***** DATA *****

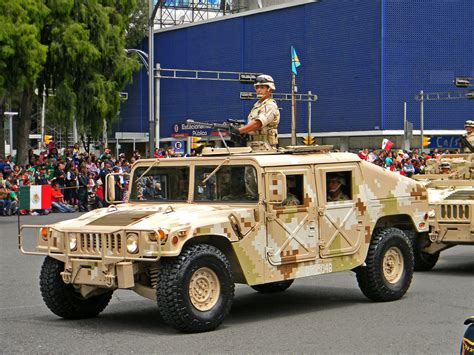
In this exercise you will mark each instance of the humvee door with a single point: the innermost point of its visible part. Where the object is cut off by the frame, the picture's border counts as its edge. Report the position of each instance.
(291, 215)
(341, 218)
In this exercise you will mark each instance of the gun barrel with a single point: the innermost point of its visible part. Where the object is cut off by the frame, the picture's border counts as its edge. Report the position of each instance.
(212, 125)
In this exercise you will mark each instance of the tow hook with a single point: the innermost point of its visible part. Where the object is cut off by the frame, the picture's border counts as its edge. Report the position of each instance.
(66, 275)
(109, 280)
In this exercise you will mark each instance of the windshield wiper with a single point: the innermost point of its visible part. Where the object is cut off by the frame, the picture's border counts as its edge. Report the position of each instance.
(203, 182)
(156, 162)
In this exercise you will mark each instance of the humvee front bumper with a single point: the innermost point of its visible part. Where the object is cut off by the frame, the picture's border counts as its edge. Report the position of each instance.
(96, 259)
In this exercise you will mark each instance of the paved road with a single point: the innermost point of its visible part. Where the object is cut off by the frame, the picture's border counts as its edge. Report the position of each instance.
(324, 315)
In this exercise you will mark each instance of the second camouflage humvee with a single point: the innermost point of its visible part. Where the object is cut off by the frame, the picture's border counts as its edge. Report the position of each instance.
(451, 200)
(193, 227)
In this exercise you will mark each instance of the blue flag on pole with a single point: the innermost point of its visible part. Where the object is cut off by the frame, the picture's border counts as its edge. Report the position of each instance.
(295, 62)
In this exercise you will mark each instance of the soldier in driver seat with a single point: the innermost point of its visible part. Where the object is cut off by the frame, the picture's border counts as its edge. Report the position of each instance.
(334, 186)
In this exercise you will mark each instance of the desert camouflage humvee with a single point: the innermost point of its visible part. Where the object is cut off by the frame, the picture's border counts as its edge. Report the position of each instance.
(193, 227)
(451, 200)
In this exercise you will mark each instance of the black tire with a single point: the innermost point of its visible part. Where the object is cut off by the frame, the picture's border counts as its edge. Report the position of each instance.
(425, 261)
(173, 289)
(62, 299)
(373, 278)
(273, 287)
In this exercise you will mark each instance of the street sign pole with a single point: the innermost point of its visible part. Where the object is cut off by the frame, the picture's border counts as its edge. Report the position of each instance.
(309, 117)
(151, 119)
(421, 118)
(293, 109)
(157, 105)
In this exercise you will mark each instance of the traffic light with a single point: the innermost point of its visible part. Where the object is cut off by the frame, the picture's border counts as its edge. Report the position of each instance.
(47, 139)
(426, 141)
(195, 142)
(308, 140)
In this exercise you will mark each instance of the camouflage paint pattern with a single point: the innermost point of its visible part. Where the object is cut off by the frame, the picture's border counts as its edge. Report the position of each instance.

*****

_ASSIGNMENT_. Would you output the data above exactly as written, but with no images?

_ANSWER FOR THE TASK_.
In this exercise you will mark each instance of the humvee door with a single point: the innermost point of its visible part. Where the object is cut off by the frame, the picture's border counts as its edge. Report the position of each instance.
(291, 215)
(341, 218)
In this exercise you will mark each instance of the gun barrel with a single point: the innermost point of its visible part. Where the object is cut off by the frame, the picture's border counts as its edge. Report the position of each instance.
(212, 125)
In this exercise you will mark each instance of the tow hook with a single point: the innermost point of its visible part. Where the object is cut off by the frame, the picture's border counts as its edge. Report the position of each instance.
(66, 275)
(109, 280)
In this exercise you will mark each instance of the windshield wiper with a single point: the innermost point of its visible part. Where the object is cut off by the frame, the picture's border counts as its edge. Report the position of each instance.
(203, 182)
(156, 162)
In this exercise you will mark each instance of the humvee front bumper with a single point: the innermost point of its visible part. Where the object is cut off by the frame, the picture's border counts as its edge. Report the position of each instance.
(96, 259)
In this exercise you will mark each instance of the paved road with a single point: the innermost point of its visible part. Where the object is cut off by the frame, the picture's border counts as its edge. Report the position of each instance.
(324, 315)
In this exercise you will mark each instance of the second camouflage humvee with a single point: the innermost point of its visible part. Where the object is cut off by the frame, the picture's border counts as its edge. Report the position of each instance.
(451, 200)
(193, 227)
In this exercise you will mark each instance of the blue flag on pole with a single point: the innermost point of its visible part. Where the object is cut off by the frame, the picture's border counts as its edge. Report the position of each instance.
(295, 62)
In this exercise you will mark each instance of the soldier in driver seat with a single point: the innermost point of its visible part. Where the object is cut off by the frame, the picture's border counts as its edge. Report the position of each instance.
(334, 186)
In this exercise you will mark each instance of the desert camouflage humvee with a single point: the innermost point of its visible part. Where the object is cut off by the frame, the picture's border counts as its edge. Report the position of each instance.
(193, 227)
(451, 200)
In this exercise you will mark each instance of the black tire with a single point: the innermost point of its visible part. Where the object is cut off by the frame, the picture's border counts as its edge. Report the position of each instance.
(425, 261)
(173, 289)
(62, 299)
(373, 278)
(273, 287)
In this exercise you will mark each instance of the street sign pole with a single point: the innermost point of its visible part. Where the object is cut off by the frame, the picture's border counts as its edge. Report the position of each instance.
(309, 117)
(151, 119)
(421, 118)
(293, 109)
(157, 105)
In this exercise you will mark each instance of the traffic light with a single point: the innermost point of its visible part. Where the object is cut off by the frame, the picture's border counts as its edge. Report the position of each instance.
(47, 139)
(426, 141)
(195, 142)
(308, 140)
In this exercise you will mark each instance of the camouflage paint pattern with a single point: the innermost point of its visible part. Where the object is cut off by the frame, the picture's border counts as its edge. Report the position of each instance.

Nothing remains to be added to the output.